> Task brief
In the entries below, every line that contains "before" must be located and copied.

__________________________________________________

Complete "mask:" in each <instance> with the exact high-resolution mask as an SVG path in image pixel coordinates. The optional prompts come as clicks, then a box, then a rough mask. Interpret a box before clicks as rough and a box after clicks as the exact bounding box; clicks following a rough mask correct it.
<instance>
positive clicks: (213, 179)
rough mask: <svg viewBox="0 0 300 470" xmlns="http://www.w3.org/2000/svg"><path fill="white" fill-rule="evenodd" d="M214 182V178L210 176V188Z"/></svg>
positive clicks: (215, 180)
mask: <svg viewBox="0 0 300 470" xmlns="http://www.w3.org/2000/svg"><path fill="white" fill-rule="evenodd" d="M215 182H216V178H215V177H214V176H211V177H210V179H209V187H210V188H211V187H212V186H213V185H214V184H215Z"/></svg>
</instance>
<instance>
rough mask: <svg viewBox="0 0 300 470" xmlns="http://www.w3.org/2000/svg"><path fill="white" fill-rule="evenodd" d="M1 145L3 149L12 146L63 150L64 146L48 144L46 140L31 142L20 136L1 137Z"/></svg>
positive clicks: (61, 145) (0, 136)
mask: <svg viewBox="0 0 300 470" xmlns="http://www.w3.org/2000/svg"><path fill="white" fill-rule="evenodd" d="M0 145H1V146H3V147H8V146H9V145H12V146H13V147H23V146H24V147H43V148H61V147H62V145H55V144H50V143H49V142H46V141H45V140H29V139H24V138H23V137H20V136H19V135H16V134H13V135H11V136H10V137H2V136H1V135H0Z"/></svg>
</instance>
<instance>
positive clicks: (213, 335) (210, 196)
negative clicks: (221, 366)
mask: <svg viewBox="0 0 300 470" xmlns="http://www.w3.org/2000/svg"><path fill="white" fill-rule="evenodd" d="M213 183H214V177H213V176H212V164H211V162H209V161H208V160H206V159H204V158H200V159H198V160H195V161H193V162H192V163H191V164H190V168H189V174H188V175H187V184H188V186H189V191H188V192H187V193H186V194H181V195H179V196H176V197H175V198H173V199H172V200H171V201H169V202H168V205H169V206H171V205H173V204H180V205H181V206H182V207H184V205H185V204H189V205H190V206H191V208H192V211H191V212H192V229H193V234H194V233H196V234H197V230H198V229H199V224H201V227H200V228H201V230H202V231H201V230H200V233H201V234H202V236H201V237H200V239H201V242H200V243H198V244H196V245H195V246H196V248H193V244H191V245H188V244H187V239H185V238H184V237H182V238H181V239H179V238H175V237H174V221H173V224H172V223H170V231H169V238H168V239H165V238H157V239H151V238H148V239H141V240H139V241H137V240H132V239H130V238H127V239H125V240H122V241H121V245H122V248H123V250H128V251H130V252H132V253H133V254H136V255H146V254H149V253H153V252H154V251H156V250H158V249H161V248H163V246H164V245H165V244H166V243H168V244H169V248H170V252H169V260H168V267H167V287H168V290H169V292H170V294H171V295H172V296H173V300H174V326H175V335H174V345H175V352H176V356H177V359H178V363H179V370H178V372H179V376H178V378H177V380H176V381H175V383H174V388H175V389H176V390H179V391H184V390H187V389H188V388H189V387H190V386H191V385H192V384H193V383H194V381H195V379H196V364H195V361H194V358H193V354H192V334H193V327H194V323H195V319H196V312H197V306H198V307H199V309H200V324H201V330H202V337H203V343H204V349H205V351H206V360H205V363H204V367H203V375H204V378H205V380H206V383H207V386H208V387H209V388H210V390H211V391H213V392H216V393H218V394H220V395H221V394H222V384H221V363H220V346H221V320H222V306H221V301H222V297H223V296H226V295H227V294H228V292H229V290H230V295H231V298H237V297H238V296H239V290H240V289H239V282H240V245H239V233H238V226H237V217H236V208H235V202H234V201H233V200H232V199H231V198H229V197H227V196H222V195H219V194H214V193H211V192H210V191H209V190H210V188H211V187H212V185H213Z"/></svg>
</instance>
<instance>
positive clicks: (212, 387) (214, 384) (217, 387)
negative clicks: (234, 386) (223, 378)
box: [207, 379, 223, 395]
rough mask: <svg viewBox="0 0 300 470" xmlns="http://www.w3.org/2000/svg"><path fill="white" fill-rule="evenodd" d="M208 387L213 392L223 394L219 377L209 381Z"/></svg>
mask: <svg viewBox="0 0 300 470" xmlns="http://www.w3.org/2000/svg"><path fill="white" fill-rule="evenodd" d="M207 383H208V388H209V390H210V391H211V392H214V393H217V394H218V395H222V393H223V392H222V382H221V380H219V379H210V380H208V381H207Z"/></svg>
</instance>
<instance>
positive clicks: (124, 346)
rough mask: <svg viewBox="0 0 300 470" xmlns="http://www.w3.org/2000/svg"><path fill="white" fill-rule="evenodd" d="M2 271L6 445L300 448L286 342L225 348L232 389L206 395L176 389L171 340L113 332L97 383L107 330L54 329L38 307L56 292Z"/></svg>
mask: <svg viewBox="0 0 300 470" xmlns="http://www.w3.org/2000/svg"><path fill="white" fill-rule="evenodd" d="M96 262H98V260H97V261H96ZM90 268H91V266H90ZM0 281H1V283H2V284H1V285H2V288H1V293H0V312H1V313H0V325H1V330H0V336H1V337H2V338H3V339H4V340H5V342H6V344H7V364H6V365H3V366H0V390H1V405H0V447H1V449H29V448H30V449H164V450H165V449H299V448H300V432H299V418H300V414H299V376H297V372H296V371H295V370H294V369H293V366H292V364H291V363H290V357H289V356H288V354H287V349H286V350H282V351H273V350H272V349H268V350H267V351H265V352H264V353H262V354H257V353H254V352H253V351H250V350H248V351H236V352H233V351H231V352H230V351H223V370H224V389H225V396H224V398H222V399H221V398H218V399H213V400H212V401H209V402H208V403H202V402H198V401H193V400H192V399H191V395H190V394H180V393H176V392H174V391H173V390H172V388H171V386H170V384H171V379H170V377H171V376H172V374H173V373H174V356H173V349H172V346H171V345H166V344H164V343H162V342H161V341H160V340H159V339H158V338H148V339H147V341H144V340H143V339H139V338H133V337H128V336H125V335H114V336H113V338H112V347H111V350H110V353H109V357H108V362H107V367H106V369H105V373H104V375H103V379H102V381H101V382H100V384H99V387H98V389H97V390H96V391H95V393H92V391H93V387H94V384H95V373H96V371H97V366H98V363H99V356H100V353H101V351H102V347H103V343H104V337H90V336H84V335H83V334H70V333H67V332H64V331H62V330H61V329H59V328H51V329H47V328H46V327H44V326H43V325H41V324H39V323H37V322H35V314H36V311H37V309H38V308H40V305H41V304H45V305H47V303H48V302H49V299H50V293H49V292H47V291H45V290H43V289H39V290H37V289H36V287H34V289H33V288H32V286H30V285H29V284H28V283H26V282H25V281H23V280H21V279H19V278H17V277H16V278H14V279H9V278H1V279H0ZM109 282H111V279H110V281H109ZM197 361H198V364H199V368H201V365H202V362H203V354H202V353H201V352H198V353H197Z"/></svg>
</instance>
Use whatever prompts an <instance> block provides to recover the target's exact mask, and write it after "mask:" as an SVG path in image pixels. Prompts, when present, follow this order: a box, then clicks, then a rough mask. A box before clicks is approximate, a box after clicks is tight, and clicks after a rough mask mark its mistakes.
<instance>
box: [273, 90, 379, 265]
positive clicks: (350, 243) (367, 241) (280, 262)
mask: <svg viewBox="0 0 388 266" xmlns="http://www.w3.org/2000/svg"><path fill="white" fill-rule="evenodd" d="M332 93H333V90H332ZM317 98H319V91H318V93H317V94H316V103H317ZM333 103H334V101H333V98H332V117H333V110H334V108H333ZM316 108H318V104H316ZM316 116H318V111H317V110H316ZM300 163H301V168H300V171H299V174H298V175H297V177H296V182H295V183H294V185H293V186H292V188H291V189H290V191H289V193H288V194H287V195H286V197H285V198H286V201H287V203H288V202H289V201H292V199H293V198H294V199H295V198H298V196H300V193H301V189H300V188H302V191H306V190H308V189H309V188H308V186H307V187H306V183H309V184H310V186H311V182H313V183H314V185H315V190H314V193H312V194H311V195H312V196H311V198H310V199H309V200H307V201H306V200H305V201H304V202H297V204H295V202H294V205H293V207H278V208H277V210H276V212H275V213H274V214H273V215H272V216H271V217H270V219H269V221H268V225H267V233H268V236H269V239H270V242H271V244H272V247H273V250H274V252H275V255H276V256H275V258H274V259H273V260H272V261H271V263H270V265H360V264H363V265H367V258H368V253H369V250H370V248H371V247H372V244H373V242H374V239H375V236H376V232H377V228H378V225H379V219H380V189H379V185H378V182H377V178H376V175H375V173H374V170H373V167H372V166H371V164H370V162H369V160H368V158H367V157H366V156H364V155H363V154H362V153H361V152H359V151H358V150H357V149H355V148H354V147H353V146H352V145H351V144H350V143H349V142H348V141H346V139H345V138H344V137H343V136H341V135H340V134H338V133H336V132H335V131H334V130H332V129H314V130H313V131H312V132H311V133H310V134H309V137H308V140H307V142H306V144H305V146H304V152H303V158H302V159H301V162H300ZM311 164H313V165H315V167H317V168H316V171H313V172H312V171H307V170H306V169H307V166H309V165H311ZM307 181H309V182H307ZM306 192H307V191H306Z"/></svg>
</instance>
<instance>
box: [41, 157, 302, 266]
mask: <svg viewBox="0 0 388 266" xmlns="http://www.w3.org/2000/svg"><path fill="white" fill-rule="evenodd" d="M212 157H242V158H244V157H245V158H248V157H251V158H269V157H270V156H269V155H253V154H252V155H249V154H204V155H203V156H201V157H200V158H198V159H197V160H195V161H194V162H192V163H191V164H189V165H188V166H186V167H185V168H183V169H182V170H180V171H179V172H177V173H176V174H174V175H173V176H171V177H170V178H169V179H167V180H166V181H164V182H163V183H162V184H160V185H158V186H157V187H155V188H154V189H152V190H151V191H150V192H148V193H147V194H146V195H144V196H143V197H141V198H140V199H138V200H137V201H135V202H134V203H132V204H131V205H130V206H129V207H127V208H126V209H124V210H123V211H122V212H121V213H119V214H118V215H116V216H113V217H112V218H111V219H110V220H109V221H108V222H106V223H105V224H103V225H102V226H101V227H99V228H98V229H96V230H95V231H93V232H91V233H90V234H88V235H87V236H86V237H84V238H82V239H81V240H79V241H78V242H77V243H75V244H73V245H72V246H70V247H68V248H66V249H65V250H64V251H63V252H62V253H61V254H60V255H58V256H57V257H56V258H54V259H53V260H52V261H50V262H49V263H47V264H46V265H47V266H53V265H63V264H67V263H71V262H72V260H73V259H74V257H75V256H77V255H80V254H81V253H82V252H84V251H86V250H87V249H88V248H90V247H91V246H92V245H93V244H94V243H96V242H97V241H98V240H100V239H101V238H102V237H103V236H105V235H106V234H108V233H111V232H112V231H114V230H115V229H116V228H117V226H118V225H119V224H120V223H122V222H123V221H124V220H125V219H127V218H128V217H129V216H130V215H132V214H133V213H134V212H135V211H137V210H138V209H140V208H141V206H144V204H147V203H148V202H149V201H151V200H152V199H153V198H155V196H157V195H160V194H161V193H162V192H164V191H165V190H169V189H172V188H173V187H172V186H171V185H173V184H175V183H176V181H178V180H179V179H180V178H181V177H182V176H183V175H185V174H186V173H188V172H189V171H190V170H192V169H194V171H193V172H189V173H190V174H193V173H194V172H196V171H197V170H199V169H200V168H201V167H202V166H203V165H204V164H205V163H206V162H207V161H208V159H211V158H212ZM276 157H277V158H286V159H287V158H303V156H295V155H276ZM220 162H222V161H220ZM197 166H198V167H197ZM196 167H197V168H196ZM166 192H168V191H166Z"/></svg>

__________________________________________________

> Exercise output
Complete "mask:" in each <instance> with the exact high-resolution mask as an SVG path in image pixel coordinates. The optional prompts come as clicks, then a box, then a rough mask. Interpret a box before clicks as rough and a box after clicks as the exact bounding box; clicks following a rough mask correct it.
Use whatever prompts an <instance> block provides to recover the target's exact mask, and write it after "mask:" as an SVG path in image pixels. Prompts, when present, follow this order: a box, then clicks, then a rough mask. A box before clicks is approximate, a box after clicks is tight, and clicks after a rough mask mark its mistakes.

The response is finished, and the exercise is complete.